### DIRECTION
Please copy out all of the records below, word for word.

TASK DATA start

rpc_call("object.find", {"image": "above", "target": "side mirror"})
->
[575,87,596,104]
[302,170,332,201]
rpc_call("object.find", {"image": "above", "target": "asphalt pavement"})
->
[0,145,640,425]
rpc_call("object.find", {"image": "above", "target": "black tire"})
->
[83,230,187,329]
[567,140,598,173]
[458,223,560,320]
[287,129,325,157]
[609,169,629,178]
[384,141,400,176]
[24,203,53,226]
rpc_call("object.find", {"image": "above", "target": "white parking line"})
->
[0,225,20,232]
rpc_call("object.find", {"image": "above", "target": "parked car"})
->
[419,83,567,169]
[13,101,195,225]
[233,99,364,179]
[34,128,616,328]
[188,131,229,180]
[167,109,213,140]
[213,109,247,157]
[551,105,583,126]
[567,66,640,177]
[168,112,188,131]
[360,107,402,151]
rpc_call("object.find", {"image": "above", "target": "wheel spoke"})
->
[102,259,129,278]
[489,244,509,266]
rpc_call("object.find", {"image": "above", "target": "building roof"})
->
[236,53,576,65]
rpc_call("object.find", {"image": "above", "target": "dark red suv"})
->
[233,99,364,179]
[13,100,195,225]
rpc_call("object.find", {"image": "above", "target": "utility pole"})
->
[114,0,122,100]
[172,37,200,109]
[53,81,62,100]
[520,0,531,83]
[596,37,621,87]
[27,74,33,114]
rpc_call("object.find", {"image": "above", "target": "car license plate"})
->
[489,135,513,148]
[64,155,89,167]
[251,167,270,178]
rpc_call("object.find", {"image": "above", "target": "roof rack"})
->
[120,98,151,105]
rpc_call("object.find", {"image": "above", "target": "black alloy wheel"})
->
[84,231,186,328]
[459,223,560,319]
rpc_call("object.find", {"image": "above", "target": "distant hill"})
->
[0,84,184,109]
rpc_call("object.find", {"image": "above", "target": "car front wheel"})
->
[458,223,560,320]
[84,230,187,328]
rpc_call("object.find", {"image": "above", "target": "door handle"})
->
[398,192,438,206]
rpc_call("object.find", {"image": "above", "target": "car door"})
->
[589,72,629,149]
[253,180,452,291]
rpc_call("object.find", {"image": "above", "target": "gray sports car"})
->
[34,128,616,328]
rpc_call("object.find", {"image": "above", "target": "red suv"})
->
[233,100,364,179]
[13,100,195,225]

TASK DATA end

### RESPONSE TO THIS TASK
rpc_call("object.find", {"image": "above", "target": "side mirror"})
->
[575,87,596,104]
[302,170,332,201]
rpc_call("object.find", {"image": "above", "target": "asphalt pavement"})
->
[0,145,640,425]
rpc_call("object.find", {"image": "above", "target": "black tire"})
->
[83,230,187,329]
[567,140,598,173]
[458,223,560,320]
[287,129,325,157]
[609,169,629,178]
[384,141,400,176]
[24,203,53,226]
rpc_call("object.find", {"image": "above", "target": "white parking line"})
->
[0,225,20,232]
rpc_call("object.find", {"image": "above", "target": "parked car"})
->
[419,83,567,169]
[13,101,195,225]
[233,99,364,179]
[34,128,616,328]
[188,131,229,180]
[167,109,213,140]
[213,109,247,157]
[551,105,583,126]
[567,66,640,177]
[168,112,188,131]
[360,107,402,151]
rpc_call("object.find", {"image": "above", "target": "wheel spoke"})
->
[102,259,129,278]
[489,244,509,266]
rpc_call("object.find", {"image": "above", "target": "building roof"})
->
[236,53,576,65]
rpc_call("object.find", {"image": "above", "target": "dark red suv"})
->
[233,99,364,179]
[13,100,195,225]
rpc_call("object.find", {"image": "above", "target": "utility pole"})
->
[114,0,122,100]
[172,37,200,109]
[53,81,62,100]
[520,0,531,83]
[596,37,621,87]
[27,74,33,114]
rpc_call("object.find", {"image": "above", "target": "car license plate"})
->
[489,135,513,148]
[64,155,89,167]
[251,167,270,178]
rpc_call("object.find", {"image": "above", "target": "roof rack"})
->
[120,98,151,105]
rpc_call("object.find", {"image": "above", "target": "black alloy wheel"})
->
[84,231,186,328]
[459,223,560,319]
rpc_call("object.find", {"image": "above", "target": "distant hill"})
->
[0,84,184,109]
rpc_call("object.find", {"image": "above", "target": "car front wheel"})
->
[458,223,560,320]
[84,230,187,328]
rpc_call("object.find", {"image": "above", "target": "door handle"})
->
[398,192,438,206]
rpc_call("object.find", {"image": "above", "target": "car door"})
->
[589,72,629,149]
[253,180,452,291]
rpc_call("object.find", {"image": "above", "target": "gray sports car"})
->
[34,128,616,328]
rpc_call("object.find", {"image": "above", "target": "red suv"})
->
[233,100,364,179]
[13,100,195,225]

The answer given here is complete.